The input:
####

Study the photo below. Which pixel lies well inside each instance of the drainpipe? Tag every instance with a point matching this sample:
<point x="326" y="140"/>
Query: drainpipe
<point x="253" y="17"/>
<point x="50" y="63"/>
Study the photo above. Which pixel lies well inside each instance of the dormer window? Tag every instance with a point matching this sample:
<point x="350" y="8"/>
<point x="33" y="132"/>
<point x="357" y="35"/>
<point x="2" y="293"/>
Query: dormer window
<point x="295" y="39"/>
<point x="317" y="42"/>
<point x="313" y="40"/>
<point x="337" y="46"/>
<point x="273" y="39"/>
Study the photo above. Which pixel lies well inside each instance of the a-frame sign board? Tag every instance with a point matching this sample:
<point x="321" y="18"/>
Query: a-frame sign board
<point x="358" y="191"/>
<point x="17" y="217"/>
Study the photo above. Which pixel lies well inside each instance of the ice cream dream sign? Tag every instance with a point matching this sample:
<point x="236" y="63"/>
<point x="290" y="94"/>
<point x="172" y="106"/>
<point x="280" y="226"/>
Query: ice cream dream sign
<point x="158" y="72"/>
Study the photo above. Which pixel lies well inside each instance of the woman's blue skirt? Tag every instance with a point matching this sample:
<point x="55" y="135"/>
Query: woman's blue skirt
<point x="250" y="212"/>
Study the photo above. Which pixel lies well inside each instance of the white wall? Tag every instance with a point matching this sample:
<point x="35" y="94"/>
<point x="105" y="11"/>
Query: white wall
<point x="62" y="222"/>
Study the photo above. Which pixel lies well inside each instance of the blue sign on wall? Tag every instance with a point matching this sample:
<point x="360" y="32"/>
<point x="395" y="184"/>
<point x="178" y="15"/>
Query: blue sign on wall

####

Problem description:
Return all lines of the data in which the string "with" appears.

Task response:
Study the photo below. Which pixel lies well inside each instance of the drainpipe? Tag every instance with a point matching this sample:
Study the photo above. Which pixel lies well inside each instance of the dormer window? Tag every instance with a point matching this sample:
Study the photo above. Which pixel lies well inside each instance of the a-frame sign board? Tag every instance with a point matching this sample:
Study the photo above. Which pixel lies well inside each instance of the ice cream dream sign? Tag every instance with a point matching this sample:
Study the photo above. Which pixel lies well inside each instance of the woman's blue skirt? Tag every instance with a point matching this sample:
Study the photo above. Which pixel lies well inside each instance of the white wall? Tag every instance with a point matching this sample:
Study the photo above. Which pixel lies well inside each instance of the blue sign on wall? Tag every instance with a point matching this sample:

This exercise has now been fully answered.